-- Extract to read follows --

The fee is non-refundable, even if your application is refused. Beware of unofficial third-party websites that charge £30, £50 or more — they simply fill in the same free government form on your behalf. The only official domain is the EU's own travel-europe.europa.eu portal, and any site charging materially more than the €20 fee is a middleman, not a government service.
How to apply for ETIAS
To apply for ETIAS, go to the official EU portal at travel-europe.europa.eu and start a new application. You will be asked for your passport details, date of birth, home address, occupation, first intended Schengen country of entry, and a short set of security and health questions. The form takes most applicants around ten minutes to complete on a phone or laptop.
Pay the €20 fee by card once you have reviewed your answers. The system will run automated checks against EU security, migration and health databases, and most applications receive an approval email within minutes. If anything is flagged, your application is passed to manual review and you may be asked for additional documents — this can take up to 30 days, or up to 60 days if more information is requested.
Keep the approval confirmation somewhere accessible on your phone, although in practice border staff look it up electronically using your passport number. The authorisation is bound to that passport, so if you renew or replace the document before you travel, you must submit a fresh application. Apply at least a month ahead of any non-refundable booking — not the night before your flight — so a manual review does not derail your trip.
ETIAS validity
An approved ETIAS is valid for three years from the date of issue, or until the passport it is linked to expires — whichever comes first. During that window you can make multiple trips to any of the 30 participating countries without re-applying, as long as each stay respects the 90-in-180-day Schengen rule.
The validity is strictly passport-bound. If you renew your passport, damage it, have it stolen, or report it lost, the ETIAS tied to that document is cancelled automatically and you must apply for a new one. Changes to your name, address, or email do not invalidate the authorisation, but you are expected to update your ETIAS record through the portal.
An ETIAS does not extend how long you can stay in Europe — it only controls whether you can board a flight. The 90-in-180-day limit applies to every non-resident visitor, is tracked automatically by the EES biometric system at every entry and exit, and overstays are flagged at the border regardless of whether your ETIAS is still within its three-year validity window.

-- Extract to read concluded --
-- Data follows --

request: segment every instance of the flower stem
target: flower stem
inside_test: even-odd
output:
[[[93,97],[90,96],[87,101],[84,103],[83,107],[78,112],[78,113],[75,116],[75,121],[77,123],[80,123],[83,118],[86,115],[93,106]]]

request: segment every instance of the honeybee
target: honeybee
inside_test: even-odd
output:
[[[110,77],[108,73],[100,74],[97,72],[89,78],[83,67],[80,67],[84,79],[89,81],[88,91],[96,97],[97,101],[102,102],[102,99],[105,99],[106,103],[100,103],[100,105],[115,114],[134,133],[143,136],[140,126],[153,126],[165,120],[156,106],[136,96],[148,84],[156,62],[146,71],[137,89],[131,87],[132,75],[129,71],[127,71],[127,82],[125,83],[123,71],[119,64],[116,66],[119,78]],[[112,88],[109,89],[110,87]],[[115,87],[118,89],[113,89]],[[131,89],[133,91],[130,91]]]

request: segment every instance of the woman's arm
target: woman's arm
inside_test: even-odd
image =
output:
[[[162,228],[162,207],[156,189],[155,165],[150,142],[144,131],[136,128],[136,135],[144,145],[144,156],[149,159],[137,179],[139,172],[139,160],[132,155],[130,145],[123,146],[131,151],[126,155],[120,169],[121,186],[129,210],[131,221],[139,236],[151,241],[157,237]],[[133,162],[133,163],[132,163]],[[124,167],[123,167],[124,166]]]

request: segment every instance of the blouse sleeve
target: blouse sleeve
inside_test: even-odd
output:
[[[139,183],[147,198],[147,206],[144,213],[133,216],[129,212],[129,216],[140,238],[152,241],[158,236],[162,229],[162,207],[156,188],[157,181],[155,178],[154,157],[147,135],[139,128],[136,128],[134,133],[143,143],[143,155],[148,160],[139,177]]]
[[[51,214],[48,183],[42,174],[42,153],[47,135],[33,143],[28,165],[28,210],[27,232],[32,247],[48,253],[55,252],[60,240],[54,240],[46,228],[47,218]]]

-- Data concluded --

◆ Exercise goal:
According to the ETIAS guide, how long is an approved ETIAS valid? The entries are separate material and have nothing to do with the ETIAS guide.

◆ Task response:
It is valid for three years from the date of issue, or until the linked passport expires, whichever comes first.